Passage to read:
^^^^^^^^^^^^^^^^

10. Termination by Us. Provisioning of the Service is subject to the availability of the requisite facilities. We may limit, interrupt, terminate or refuse to provide a Service if: (a) you do not honor any provision of these Terms; (b) you use a Service in a manner that adversely affects other customers or harasses them, our employees, or others; (c) you use Service to engage in fraud or unlawful conduct or are suspected of doing so; (d) you modify your phone or any software residing thereon from the original manufacturer specifications, including for the purpose of accessing non-Boardroom Breakout services; (e) you use Service in a manner that is excessive or unreasonable when compared to the predominant usage patterns of other customers on a similar service plan in your geographic area (and we may also implement charges or change you to the appropriate rate plan consistent with such use); (f) resell any Service; (g) for any other reason set forth in the relevant tariffs and price lists or terms and conditions; (h) you do not pay any amount to us or billed by us on behalf of others, including disputed amounts that Boardroom Breakout determines are valid charges on your bills; (i) facilities or property associated with providing the Services have been condemned or use has been prohibited by the government in any manner; (j) you are insolvent, have made an assignment for the benefit of credits or you have filed or had filed against you a petition for bankruptcy; or (k) we determine in our sole discretion that facilities are not technically or economically feasible. In the event that we suspend or terminate your access to the Service, you will continue to be bound by the Terms that were in effect as of the date of your suspension or termination. We may restore such interrupted or terminated Service, in our sole discretion, following your correction of the violation and payment of any amounts due, including any restoration charge we assess for restoring your Service. You agree that Boardroom Breakout will not be liable to you or to any third party for any such change, suspension, or discontinuance.
11. Personal Identifiers. We may assign telephone numbers, e-mail addresses, IP addresses, and other personal identifiers in connection with the Services. You have no proprietary right to any such identifiers, and we reserve the right to change them upon notice to you. In the event that we allow you to transfer a personal identifier to another party to obtain any Services we provide you, we reserve the right, prior to honoring the request for transfer, to charge a fee for the transfer and to collect any money owed for Services.
12. Disputed Bills. You must review bills in a timely manner. To dispute a bill, you must comply with the dispute resolution provisions in Section 13 and submit your dispute, in writing, within 60 days after the date on the bill. You must pay any undisputed portion while your dispute is investigated. You accept all charges on your bill not disputed within 60 days and must pay those charges.
13. Arbitration Agreement. PLEASE READ THIS SECTION CAREFULLY. IT AFFECTS YOUR RIGHTS AND IMPACTS THE WAY THAT YOU AND WE BRING CLAIMS AGAINST EACH OTHER AND HOW THOSE CLAIMS ARE DECIDED.

^^^^^^^^^^^^^^^^

Stated exercise: For each statement, say yes or no to whether it agrees with the service terms, and quote the words from the service terms that decide it. (a) A bill must be disputed in writing within 60 days after the date on the bill. (b) The customer owns any telephone number assigned with the Services. (c) While a dispute is being investigated, the customer does not have to pay any part of the bill. You won't need the records.

^^^^^^^^^^^^^^^^

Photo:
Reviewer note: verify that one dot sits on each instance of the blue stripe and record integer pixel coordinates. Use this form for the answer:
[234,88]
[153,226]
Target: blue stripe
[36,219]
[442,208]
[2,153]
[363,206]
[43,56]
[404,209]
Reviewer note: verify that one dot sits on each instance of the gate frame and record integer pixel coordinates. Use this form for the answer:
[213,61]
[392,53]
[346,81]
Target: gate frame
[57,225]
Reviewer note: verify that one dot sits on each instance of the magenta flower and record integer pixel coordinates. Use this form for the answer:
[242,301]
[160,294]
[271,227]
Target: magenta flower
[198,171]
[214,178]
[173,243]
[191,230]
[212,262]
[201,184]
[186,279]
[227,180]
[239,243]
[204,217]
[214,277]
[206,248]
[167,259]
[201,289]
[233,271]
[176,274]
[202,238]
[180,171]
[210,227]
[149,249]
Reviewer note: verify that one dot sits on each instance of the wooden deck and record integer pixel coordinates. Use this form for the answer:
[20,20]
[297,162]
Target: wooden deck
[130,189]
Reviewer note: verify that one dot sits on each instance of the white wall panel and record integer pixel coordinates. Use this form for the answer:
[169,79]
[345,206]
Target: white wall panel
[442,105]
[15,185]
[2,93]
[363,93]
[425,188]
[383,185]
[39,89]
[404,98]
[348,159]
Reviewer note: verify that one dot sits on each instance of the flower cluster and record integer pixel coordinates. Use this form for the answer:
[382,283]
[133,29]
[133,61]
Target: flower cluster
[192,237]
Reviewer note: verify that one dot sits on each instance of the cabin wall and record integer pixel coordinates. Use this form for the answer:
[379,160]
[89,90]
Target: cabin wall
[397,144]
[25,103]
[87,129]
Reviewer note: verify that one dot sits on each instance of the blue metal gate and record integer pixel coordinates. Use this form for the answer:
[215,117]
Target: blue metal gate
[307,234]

^^^^^^^^^^^^^^^^

Completed task:
(a) Yes: "submit your dispute, in writing, within 60 days after the date on the bill."
(b) No: "You have no proprietary right to any such identifiers."
(c) No: "You must pay any undisputed portion while your dispute is investigated."